THE DATA Start Marker
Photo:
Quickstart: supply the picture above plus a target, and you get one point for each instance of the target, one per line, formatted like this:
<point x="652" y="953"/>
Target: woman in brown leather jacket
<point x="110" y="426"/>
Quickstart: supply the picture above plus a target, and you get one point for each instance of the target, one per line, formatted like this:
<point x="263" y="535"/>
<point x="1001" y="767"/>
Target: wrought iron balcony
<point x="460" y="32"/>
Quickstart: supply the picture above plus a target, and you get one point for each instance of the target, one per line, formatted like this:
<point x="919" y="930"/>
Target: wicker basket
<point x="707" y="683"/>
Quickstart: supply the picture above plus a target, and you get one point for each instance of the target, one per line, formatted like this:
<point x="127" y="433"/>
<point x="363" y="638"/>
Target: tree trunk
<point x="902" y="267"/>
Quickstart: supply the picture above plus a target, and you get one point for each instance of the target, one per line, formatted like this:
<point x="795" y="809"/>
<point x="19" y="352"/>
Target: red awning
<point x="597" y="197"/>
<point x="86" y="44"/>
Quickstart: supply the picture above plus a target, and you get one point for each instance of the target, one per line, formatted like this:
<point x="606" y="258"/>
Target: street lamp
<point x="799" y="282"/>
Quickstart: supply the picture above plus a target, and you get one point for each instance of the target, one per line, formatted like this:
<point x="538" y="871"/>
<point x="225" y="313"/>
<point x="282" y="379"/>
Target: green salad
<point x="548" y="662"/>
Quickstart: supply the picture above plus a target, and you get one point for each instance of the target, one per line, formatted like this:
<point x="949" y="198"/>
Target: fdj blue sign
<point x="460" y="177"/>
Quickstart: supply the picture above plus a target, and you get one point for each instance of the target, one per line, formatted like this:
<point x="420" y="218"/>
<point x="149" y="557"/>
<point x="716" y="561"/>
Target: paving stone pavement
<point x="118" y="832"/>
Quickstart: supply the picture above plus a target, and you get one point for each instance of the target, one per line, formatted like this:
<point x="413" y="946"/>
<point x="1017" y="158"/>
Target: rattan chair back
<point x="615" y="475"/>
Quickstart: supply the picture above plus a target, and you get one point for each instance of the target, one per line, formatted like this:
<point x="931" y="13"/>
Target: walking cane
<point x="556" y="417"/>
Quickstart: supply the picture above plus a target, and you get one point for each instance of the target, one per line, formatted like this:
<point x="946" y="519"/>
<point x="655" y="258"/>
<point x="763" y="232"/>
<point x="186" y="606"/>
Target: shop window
THE DATA End Marker
▶ [DIRECTIONS FOR THIS TASK]
Lines from the one with "Target: walking cane" through the end of the data: set these down exactly, including both ends and nothing more.

▶ [ANSWER TO THIS PROBLEM]
Target: walking cane
<point x="556" y="417"/>
Quickstart: supply the picture above plus a target, and you get one point for each instance of the target, one per line, formatted like this:
<point x="946" y="519"/>
<point x="655" y="258"/>
<point x="763" y="232"/>
<point x="186" y="606"/>
Target: shop window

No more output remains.